(Entries taken from a collection)
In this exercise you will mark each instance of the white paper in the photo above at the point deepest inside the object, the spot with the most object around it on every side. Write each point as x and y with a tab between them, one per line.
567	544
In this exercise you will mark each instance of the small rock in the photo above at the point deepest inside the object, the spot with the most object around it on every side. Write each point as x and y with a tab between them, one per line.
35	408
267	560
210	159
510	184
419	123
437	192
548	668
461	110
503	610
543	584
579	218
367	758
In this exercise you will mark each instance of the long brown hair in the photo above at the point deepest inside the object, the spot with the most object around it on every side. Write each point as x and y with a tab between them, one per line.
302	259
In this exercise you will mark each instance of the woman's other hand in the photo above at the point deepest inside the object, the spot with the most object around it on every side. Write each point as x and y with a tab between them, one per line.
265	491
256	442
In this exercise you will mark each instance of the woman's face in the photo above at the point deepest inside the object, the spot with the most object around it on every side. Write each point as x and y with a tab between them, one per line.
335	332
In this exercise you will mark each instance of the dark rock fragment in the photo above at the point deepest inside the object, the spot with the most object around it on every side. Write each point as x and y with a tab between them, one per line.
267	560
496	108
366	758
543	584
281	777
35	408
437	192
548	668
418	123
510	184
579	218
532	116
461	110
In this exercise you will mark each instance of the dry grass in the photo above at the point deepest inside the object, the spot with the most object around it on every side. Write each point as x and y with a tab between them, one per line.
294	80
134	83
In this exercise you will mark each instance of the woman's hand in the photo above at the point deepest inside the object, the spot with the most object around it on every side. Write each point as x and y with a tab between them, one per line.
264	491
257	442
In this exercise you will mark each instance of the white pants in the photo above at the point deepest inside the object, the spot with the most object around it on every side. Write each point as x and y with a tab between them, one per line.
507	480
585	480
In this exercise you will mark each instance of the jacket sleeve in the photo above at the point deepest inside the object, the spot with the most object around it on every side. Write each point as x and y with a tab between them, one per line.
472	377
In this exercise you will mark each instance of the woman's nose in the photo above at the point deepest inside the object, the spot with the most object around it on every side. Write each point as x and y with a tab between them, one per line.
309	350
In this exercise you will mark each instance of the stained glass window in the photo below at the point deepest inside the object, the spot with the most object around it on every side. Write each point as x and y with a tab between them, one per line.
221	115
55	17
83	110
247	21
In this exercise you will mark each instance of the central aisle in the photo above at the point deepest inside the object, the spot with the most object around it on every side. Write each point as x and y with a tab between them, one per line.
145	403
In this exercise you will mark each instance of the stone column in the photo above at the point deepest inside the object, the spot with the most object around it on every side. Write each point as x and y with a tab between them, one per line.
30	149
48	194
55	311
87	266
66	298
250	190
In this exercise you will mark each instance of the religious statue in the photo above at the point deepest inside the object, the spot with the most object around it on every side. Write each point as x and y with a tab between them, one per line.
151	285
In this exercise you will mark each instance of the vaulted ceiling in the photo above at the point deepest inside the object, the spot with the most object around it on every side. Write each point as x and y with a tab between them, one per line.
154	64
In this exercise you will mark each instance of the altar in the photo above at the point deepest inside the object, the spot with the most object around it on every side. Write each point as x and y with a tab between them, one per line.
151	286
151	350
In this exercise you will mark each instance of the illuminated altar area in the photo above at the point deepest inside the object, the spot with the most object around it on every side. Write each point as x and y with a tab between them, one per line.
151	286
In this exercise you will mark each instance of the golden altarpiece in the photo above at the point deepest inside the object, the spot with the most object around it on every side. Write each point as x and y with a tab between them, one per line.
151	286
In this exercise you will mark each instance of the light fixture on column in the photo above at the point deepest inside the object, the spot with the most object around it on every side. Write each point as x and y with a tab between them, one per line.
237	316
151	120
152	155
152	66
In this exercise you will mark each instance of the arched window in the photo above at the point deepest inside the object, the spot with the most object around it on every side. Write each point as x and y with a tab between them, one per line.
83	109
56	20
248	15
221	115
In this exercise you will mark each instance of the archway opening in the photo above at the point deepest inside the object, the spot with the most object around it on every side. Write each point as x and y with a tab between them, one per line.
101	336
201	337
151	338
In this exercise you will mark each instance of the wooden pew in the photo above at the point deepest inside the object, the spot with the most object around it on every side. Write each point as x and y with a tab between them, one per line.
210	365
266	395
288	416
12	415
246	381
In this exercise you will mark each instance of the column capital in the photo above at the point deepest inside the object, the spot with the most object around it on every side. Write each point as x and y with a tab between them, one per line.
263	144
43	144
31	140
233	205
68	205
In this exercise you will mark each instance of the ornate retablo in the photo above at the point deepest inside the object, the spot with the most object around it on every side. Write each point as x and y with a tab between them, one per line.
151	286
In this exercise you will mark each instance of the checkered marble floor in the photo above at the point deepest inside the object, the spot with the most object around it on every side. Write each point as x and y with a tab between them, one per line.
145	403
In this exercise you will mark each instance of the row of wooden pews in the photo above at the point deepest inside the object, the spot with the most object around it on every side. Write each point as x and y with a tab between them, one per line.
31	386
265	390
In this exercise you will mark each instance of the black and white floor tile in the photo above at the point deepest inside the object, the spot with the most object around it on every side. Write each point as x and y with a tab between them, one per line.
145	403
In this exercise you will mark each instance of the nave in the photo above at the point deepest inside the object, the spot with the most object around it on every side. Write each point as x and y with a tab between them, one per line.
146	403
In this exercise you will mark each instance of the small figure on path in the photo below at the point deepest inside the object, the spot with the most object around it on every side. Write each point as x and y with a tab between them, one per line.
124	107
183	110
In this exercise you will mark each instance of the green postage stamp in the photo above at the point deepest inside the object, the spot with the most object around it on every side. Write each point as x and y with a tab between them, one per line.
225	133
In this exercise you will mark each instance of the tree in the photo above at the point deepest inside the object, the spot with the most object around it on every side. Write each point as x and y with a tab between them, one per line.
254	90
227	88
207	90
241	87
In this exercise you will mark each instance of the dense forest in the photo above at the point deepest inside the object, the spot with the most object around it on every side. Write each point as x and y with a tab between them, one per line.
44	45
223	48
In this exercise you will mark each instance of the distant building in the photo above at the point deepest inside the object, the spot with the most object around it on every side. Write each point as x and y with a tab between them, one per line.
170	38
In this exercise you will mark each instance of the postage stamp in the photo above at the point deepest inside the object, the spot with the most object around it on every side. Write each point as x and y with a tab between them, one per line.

Work instruction: Word for word, write out each entry shown above.

Reply to the exercise:
In this exercise you will mark each instance of the white paper in the photo above at the point deepest inside the object, the spot with the most object around it on every side. Write each point as x and y with a tab between them, one per line.
567	544
In this exercise you will mark each instance of the small rock in the photo above at the point deepest inside the object, the spot with the most object around it on every side. Write each point as x and y with a tab between them, one per line.
35	408
267	560
210	159
510	184
419	123
437	192
548	668
461	110
503	610
543	584
579	218
367	758
In this exercise you will mark each instance of the long brown hair in the photo above at the point deepest inside the object, the spot with the most object around it on every side. Write each point as x and y with a tab between them, one per line.
302	259
In this exercise you will mark each instance of the woman's other hand in the photo above at the point deepest inside the object, the spot with the most object around it on every side. Write each point as x and y with a tab between them, one per line.
265	491
256	442
In this exercise you will mark each instance of the woman's face in the photo above at the point deepest inside the object, the spot with the most object around it on every side. Write each point as x and y with a tab between them, one per line.
335	332
In this exercise you will mark each instance of the dark rock fragment in the photo above at the point deepest inside the object, the spot with the most object around it on every side. Write each point as x and y with a tab between them, one per line.
267	560
496	108
366	758
543	584
281	777
35	408
437	192
548	668
418	123
510	184
579	218
532	116
461	110
In this exercise you will mark each instance of the dry grass in the photo above at the point deepest inside the object, the spot with the most object around it on every side. Write each point as x and y with a tab between them, one per line.
294	80
134	83
In this exercise you will mark each instance of the woman's hand in the photo above at the point deepest inside the object, the spot with the most object around it on every side. Write each point as x and y with a tab between them, one per line.
264	491
257	442
In this exercise you will mark each instance of the white pants in the photo above at the point deepest inside the object, the spot with the most object around it on every side. Write each point as x and y with a tab between them, one per line.
507	480
585	480
In this exercise you will mark each instance of the jacket sleeve in the photo above at the point deepest inside the object, the spot with the most object around it on every side. Write each point as x and y with a tab between them, one per line.
472	377
In this exercise you will mark each instance of the woman's nose in the photo above at the point deepest inside the object, the spot with the most object around it on every side. Write each point as x and y with a tab between them, one per line.
309	350
In this exercise you will mark each instance of the stained glass window in the photo below at the point deepest inside the object, the spot with the most object around it on every side. Write each point as x and y with a tab between them, one per line.
221	115
55	17
83	110
247	21
In this exercise you will mark each instance of the central aisle in the photo above at the point deepest inside the object, the spot with the most object around it on every side. Write each point as x and y with a tab between them, one per line.
145	403
In this exercise you will mark each instance of the stone column in the photo above at the point deepest inside the object, the spot with the most object around it on every side. Write each point as x and y with a tab between them, one per line.
30	149
48	194
55	311
87	266
66	298
250	190
In this exercise you will mark each instance of the religious statue in the photo above at the point deepest inside the object, the spot with the most object around it on every side. Write each point as x and y with a tab between them, one per line.
151	285
In this exercise you will mark each instance of the vaulted ceiling in the photo above at the point deepest inside the object, the spot with the most object around it on every side. Write each point as x and y with a tab between them, one per line.
154	64
In this exercise you will mark each instance of the altar in the photo above at the point deepest inside the object, the spot with the most object around it on every side. Write each point as x and y with a tab between them, one per line.
151	286
151	350
In this exercise you will mark each instance of the illuminated altar area in the photo above at the point deepest inside the object, the spot with the most object around it on every side. Write each point as x and y with a tab between them, one per line.
151	286
In this exercise you will mark each instance of the golden altarpiece in the photo above at the point deepest inside the object, the spot with the most object around it on every side. Write each point as x and y with a tab between them, one per line.
151	286
In this exercise you will mark each instance of the light fixture on column in the photo above at the point deepest inside the object, the spot with the most object around it on every side. Write each point as x and y with a tab between them, one per line.
237	316
151	120
152	155
152	66
In this exercise you will mark each instance of the arched window in the photo above at the point deepest inside the object, the spot with the most object around it on every side. Write each point as x and y with a tab between them, one per line.
83	109
56	20
248	15
221	115
In this exercise you will mark each instance of the archway opening in the photo above at the point deepest inside the object, the spot with the most object around it on every side. Write each point as x and y with a tab between them, one per line.
101	336
201	337
151	338
In this exercise you will mark each instance of the wooden pew in the photo above at the point deepest inside the object, the spot with the most object around it on every side. Write each point as x and y with a tab between them, one per line.
210	365
266	395
288	416
12	415
246	381
In this exercise you will mark each instance of the column capital in the photo above at the point deepest inside the object, the spot with the most object around it on every side. Write each point as x and y with a tab between them, one per line.
263	144
43	144
31	140
233	205
68	205
In this exercise you will mark each instance of the ornate retablo in the photo above at the point deepest inside the object, the spot with the most object around it on every side. Write each point as x and y with a tab between them, one per line.
151	286
In this exercise you will mark each instance of the checkered marble floor in the photo above at the point deepest inside the object, the spot with the most object around it on every side. Write each point as x and y with a tab between them, one per line.
145	403
In this exercise you will mark each instance of the row of wooden pews in the photo above at the point deepest inside the object, the spot with the most object around it on every side. Write each point as x and y with a tab between them, one per line.
31	386
265	390
In this exercise you will mark each instance of the black and white floor tile in the photo above at the point deepest inside the object, the spot with the most object around it on every side. Write each point as x and y with a tab between them, one per line.
145	403
In this exercise you will mark each instance of the nave in the photo above at the point deepest inside the object, the spot with the most object around it on every side. Write each point as x and y with a tab between them, one per line.
146	403
In this exercise you will mark each instance of the small figure on path in the photo below at the point deepest inside the object, the spot with the most object around it on every side. Write each point as x and y with a tab between them, one per line.
124	107
183	110
In this exercise you will mark each instance of the green postage stamp in the photo above at the point deepest inside the object, the spot with the most object around it on every side. Write each point as x and y with a tab between them, one per line.
225	133
In this exercise you will mark each instance of the tree in the photo above at the point deepest inside the object, the spot with the most object around it on every side. Write each point as x and y with a tab between them, one per line.
254	90
227	88
207	90
241	87
In this exercise you will mark each instance of the dense forest in the photo above at the point deepest inside the object, the spot with the most object around it on every side. Write each point as x and y with a tab between them, one per line.
44	45
223	48
In this exercise you will mark each instance of the distant building in the photo above at the point deepest inside the object, the spot with the most object around it on every side. Write each point as x and y with a tab between them, one per line.
170	38
In this exercise you will mark each instance of the postage stamp in the photo above at the point deepest inside the object, the spot with the most object around it on every side. Write each point as x and y with a tab between them, one per line.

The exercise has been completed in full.